▸ WRITTEN TASK
Quote the listing below in its entirety.
+ + +
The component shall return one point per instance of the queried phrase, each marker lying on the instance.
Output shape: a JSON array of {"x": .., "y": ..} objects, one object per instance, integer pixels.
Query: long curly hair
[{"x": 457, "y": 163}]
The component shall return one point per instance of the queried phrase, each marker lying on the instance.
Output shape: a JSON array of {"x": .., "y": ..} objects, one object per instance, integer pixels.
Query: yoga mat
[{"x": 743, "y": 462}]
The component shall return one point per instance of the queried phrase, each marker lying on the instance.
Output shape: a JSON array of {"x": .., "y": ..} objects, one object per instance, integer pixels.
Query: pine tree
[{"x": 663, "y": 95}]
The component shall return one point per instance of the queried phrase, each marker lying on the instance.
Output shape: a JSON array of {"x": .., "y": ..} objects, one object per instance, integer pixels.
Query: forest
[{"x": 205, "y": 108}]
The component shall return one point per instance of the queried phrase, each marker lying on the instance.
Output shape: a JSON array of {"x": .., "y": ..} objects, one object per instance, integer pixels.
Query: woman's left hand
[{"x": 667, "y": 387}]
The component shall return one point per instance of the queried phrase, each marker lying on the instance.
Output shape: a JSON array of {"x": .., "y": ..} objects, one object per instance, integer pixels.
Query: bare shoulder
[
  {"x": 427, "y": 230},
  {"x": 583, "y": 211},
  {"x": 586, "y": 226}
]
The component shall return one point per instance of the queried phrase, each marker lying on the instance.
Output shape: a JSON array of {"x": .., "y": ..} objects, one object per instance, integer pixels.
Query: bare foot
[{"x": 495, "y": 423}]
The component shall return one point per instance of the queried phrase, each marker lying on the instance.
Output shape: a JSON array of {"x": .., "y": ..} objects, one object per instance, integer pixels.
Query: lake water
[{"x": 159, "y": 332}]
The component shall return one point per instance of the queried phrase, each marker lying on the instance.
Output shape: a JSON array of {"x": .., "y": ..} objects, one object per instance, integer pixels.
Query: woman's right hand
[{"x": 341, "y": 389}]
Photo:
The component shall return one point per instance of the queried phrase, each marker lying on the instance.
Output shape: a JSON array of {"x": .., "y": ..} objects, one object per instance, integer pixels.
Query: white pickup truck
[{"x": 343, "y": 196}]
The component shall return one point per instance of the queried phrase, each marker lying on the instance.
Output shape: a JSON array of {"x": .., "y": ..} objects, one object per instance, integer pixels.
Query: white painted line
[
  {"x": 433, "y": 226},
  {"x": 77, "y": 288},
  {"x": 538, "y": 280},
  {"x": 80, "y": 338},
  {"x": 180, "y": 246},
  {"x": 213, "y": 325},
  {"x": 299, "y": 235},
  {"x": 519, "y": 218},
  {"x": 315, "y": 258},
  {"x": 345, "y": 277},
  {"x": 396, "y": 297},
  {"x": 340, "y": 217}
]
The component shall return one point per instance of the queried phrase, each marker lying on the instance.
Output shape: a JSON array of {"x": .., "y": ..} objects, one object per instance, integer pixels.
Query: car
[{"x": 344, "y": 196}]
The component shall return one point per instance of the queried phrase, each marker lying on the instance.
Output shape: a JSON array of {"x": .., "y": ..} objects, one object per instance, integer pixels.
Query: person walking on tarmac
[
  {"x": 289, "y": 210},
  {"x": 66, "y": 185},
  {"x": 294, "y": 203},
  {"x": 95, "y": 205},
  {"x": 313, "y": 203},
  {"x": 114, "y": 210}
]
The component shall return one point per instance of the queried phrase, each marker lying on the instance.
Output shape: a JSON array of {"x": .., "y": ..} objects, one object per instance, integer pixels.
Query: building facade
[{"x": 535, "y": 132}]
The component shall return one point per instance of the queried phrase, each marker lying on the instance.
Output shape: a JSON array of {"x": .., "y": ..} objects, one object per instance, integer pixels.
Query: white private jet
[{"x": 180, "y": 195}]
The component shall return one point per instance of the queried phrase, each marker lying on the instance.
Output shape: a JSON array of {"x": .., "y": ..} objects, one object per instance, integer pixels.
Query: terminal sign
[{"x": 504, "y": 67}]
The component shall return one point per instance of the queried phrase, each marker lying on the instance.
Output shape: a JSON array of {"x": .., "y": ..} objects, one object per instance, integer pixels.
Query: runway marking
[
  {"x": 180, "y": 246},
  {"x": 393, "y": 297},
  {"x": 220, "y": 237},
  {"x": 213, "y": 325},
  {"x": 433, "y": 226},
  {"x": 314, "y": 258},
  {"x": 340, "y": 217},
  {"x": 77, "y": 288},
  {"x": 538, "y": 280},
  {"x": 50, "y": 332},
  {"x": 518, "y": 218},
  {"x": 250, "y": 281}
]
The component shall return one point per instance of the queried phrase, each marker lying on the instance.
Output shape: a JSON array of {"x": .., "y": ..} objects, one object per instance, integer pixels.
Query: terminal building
+ + +
▸ WRITTEN SOLUTION
The component shall return one point per instance of the queried phrase, each marker lying on the instance.
Output shape: a JSON array of {"x": .., "y": ..} objects, one object per instance, integer pixels.
Query: long curly hair
[{"x": 457, "y": 163}]
The component shall return one point per instance of the queried phrase, each marker lying on the instance.
Output shape: a JSON array of {"x": .., "y": ..} objects, one object per instance, integer pixels.
Query: yoga mat
[{"x": 743, "y": 462}]
The component shall return one point per instance of the queried phrase, each marker lying on the instance.
Output shape: a JSON array of {"x": .., "y": ..} objects, one object per instance, integer pixels.
Query: pine tree
[{"x": 663, "y": 95}]
The component shall return one point per instance of the queried phrase, each marker lying on the instance.
Output shape: a JSON array of {"x": .., "y": ..} objects, one object per instance, integer pixels.
Query: forest
[{"x": 205, "y": 108}]
The component shall return one point per instance of the queried phrase, each marker lying on the instance.
Output shape: a JSON array of {"x": .., "y": ..} objects, one object per instance, integer pixels.
Query: woman's left hand
[{"x": 667, "y": 387}]
The component shall return one point per instance of the queried phrase, each marker lying on the instance.
Output shape: a JSON array of {"x": .., "y": ..} objects, one object per instance, integer pixels.
Query: bare shoulder
[
  {"x": 427, "y": 230},
  {"x": 583, "y": 211},
  {"x": 586, "y": 226}
]
The component shall return one point per instance of the queried phrase, each marker lying on the instance.
Output shape: a JSON array of {"x": .., "y": ..} objects, one object per instance, integer pixels.
Query: bare foot
[{"x": 495, "y": 423}]
The component shall return one point per instance of the queried phrase, each marker lying on the instance.
Output shape: a JSON array of {"x": .., "y": ..} objects, one object per instance, integer pixels.
Query: lake water
[{"x": 159, "y": 332}]
The component shall return one point per instance of the queried phrase, each marker lying on the instance.
Output shape: a JSON array of {"x": .., "y": ..} objects, one object per instance, integer pixels.
Query: woman's right hand
[{"x": 341, "y": 389}]
Photo:
The component shall return one point per instance of the queried phrase, each marker lying on the instance.
Output shape: a JSON array of {"x": .., "y": ..} objects, one object per instance, integer pixels.
Query: white pickup truck
[{"x": 343, "y": 196}]
The component shall return one point per instance of the queried phrase, each marker lying on the instance.
Output shape: a JSON array of {"x": .., "y": ..} objects, one object per instance, integer pixels.
Query: white painted line
[
  {"x": 433, "y": 226},
  {"x": 77, "y": 288},
  {"x": 538, "y": 280},
  {"x": 80, "y": 338},
  {"x": 180, "y": 246},
  {"x": 213, "y": 325},
  {"x": 299, "y": 235},
  {"x": 519, "y": 218},
  {"x": 315, "y": 258},
  {"x": 345, "y": 277},
  {"x": 396, "y": 297},
  {"x": 340, "y": 217}
]
The component shall return one point per instance of the queried phrase, each marker lying on the instance.
Output shape: a JSON array of {"x": .., "y": ..} objects, one object per instance, integer pixels.
Query: car
[{"x": 344, "y": 196}]
The component shall return one point per instance of the queried phrase, each marker lying on the instance.
Output shape: a JSON array of {"x": .., "y": ..} objects, one object per instance, integer pixels.
Query: person walking on tarmac
[
  {"x": 289, "y": 210},
  {"x": 66, "y": 185},
  {"x": 294, "y": 203},
  {"x": 95, "y": 205},
  {"x": 313, "y": 203},
  {"x": 114, "y": 210}
]
The component shall return one point per instance of the queried phrase, each marker lying on the instance.
Output shape: a JSON array of {"x": .., "y": ..} objects, one object per instance, integer pixels.
Query: building facade
[{"x": 535, "y": 132}]
The component shall return one point per instance of the queried phrase, each marker lying on the instance.
Output shape: a JSON array of {"x": .., "y": ..} objects, one object per instance, integer pixels.
Query: white private jet
[{"x": 180, "y": 195}]
The component shall return one point per instance of the queried phrase, each marker lying on the instance.
Output shape: a JSON array of {"x": .., "y": ..} objects, one object per instance, integer pixels.
Query: terminal sign
[{"x": 504, "y": 67}]
The component shall return one point per instance of the queried phrase, each marker lying on the instance.
Output shape: a JSON array of {"x": .., "y": ..} objects, one object per instance, integer pixels.
Query: runway marking
[
  {"x": 180, "y": 246},
  {"x": 393, "y": 297},
  {"x": 220, "y": 237},
  {"x": 213, "y": 325},
  {"x": 433, "y": 226},
  {"x": 314, "y": 258},
  {"x": 340, "y": 217},
  {"x": 77, "y": 288},
  {"x": 538, "y": 280},
  {"x": 50, "y": 332},
  {"x": 518, "y": 218},
  {"x": 250, "y": 281}
]
The component shall return one point per instance of the queried phrase, each marker lying on the instance.
Output shape: a JSON array of {"x": .., "y": ..} objects, one object per instance, integer pixels.
Query: terminal building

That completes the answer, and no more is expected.